# GIVEN TEXT:
↓
We are currently offering two more Group Consults this Spring - on April 22nd and May 20th. Each day is limited to three freelancers, so make sure and reserve your spot quickly!

The investment for a Group Consult is $650/day (a $1200 value). These days begin at 9am and wrap at 4:30pm, so you get a full day of inspiration! 

 

The Day Job vs The Dream Job

There is a moment in every freelancer's career when they have to make the shift from clocking in at their day job, to jumping off the cliff into their dream job. (It might sound dramatic, but that is what it feels like for everyone.)

In today's world of social media, it seems like everyone is pushing forward - doing big, creative things - while you are still sitting at your cubicle from 9-5 and then clocking in at your dream job from 5-9. You know what? GOOD. FOR. YOU. 

You're actually doing everything right, because there is an in-between moment when you are actively working towards #livingthedream that seems redundant, but it is oh-so-important. This time is actually a luxury - you probably have a 2 week paycheck and are able to pay your rent - heck, maybe even be provided health insurance. This all creates a safe space and foundation for you to build your business, save some cash, and set yourself up for future success.
↑
# DATA BLOCK:
↓
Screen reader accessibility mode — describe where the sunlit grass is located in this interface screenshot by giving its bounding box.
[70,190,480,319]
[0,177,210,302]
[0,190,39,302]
↑
# JOBS:
- A) According to the freelancing text, how many freelancers can take part in each Group Consult day?
- B) Extend the freelancing text beyond its final sentence.
The material plays no part in what comes next.

# ANSWERS TO THE TASKS:
- A) Three freelancers.

- B)
I worked at IKEA for 3 1/2 years during the start of my business, so I could pay my bills and start investing in good equipment. If we are being real, it was more than that, because I was also investing in both my dream job and in myself. Those days are long, but it's also a special time. If you are really making it all happen, the hustle is exhilarating and fun. 

Now, one day, I do encourage you to take that leap and pursue your passion. If anything, just to try it out, push yourself, and see what the possibilities can be! If being a freelancer isn't for you, but your creativity is something you need, simply make that a part of your life. 

"He didn't quit his day job to follow his dream; he just folded his dream into his everyday life."

- Elizabeth Gilbert

Real Talk // with Raoul Benavides

 
 Yes, Raoul and I like to share a few glasses of champagne while working. Thats how the best work gets done, right?

Yes, Raoul and I like to share a few glasses of champagne while working. Thats how the best work gets done, right?

YEARS as a BUSINESS Owner: 23

Raoul is a linchpin of our photo industry and his company Flashlight Photo Rental supports us for many of our shoots throughout the year. More than that, Raoul is an entrepreneur, always chasing new ideas. He's about to open his next venture - a record shop called Flashlight Vinyl.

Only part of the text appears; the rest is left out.